# EXERCISE OBJECTIVE
Your copy of the data should match it exactly, leaving out only the pictures.

# SOURCE MATERIAL

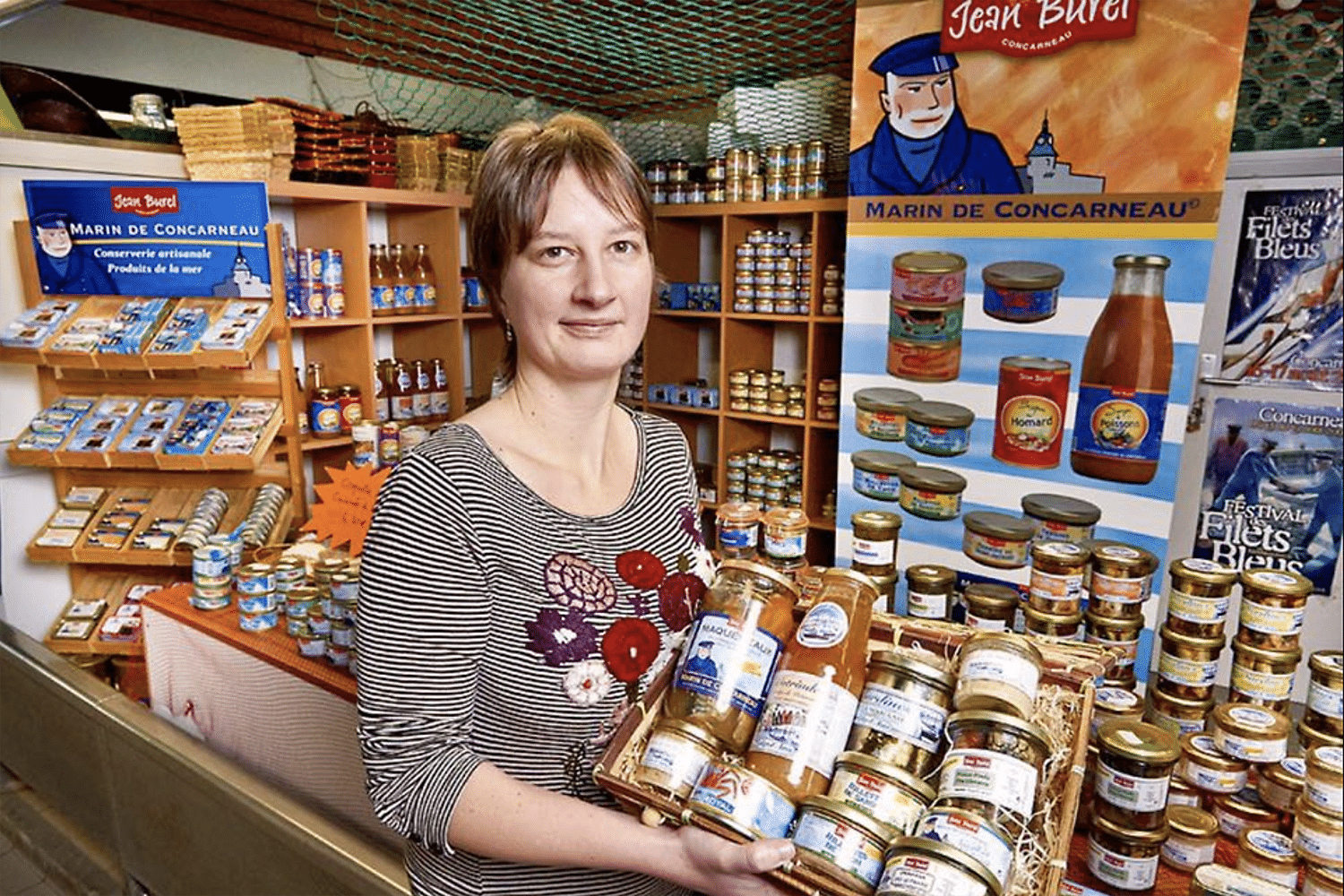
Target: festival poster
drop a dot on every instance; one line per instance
(1271, 495)
(981, 132)
(1285, 322)
(150, 238)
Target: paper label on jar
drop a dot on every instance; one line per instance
(1105, 587)
(840, 844)
(1187, 672)
(1128, 791)
(1262, 685)
(992, 777)
(926, 606)
(806, 716)
(999, 665)
(1271, 619)
(1324, 700)
(1121, 872)
(874, 552)
(1187, 855)
(1195, 608)
(720, 656)
(1056, 587)
(900, 716)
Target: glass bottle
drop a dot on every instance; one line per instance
(814, 694)
(381, 298)
(401, 276)
(422, 279)
(419, 398)
(1125, 378)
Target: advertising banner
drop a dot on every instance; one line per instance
(1271, 495)
(150, 238)
(1034, 190)
(1285, 323)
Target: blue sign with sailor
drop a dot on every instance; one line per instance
(924, 145)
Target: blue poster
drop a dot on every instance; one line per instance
(150, 238)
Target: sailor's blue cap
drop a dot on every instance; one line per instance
(918, 56)
(50, 220)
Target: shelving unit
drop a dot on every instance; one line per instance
(695, 244)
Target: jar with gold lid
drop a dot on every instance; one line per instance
(1191, 840)
(1199, 597)
(1266, 855)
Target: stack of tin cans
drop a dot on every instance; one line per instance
(773, 274)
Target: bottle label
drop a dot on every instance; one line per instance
(1117, 424)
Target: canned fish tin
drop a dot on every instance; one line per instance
(876, 473)
(839, 842)
(941, 429)
(972, 834)
(881, 413)
(1021, 292)
(919, 866)
(742, 801)
(929, 279)
(1031, 405)
(930, 492)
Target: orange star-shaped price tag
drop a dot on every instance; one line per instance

# OUTPUT
Target: festival poster
drop a dot on every instance; one line per instance
(1271, 495)
(981, 132)
(1285, 322)
(150, 238)
Target: paper label on jar
drop a dot on every instance; one line per instance
(1105, 587)
(840, 844)
(1187, 672)
(1128, 791)
(1262, 685)
(992, 777)
(926, 606)
(806, 716)
(999, 665)
(1271, 619)
(1324, 700)
(1121, 872)
(874, 552)
(1187, 855)
(1195, 608)
(720, 656)
(1056, 587)
(900, 716)
Target: glass bottle
drop a dot on every instance; one line per instance
(814, 694)
(381, 298)
(401, 276)
(422, 279)
(419, 398)
(1125, 378)
Target: advertising banner
drop a dot on every instance; one line per instance
(1271, 495)
(150, 238)
(1034, 190)
(1285, 323)
Target: blue sign with sailor
drop a dot on every instance; one line per instance
(924, 145)
Target: blue poster
drop a dot on every instance; one line per instance
(150, 238)
Target: sailor's blue cap
drop a dot on every instance; one line per instance
(918, 56)
(50, 220)
Target: shelving unit
drop a dot on every instance; one line per instance
(695, 244)
Target: jar with gold lid
drop a dot on every instance; one line per instance
(1191, 840)
(1199, 597)
(1266, 855)
Target: stack of tin cans
drop a dot on every instance; one line per instance
(773, 274)
Target: bottle label
drop a dot on every instance; one line per instance
(1117, 424)
Target: canned fish tin
drop a dot on every instance; one line per instance
(876, 473)
(839, 842)
(941, 429)
(972, 834)
(881, 413)
(1021, 292)
(919, 866)
(742, 801)
(929, 279)
(1031, 405)
(930, 492)
Target: orange star-shaped price tag
drop a dot on every instance; one line per instance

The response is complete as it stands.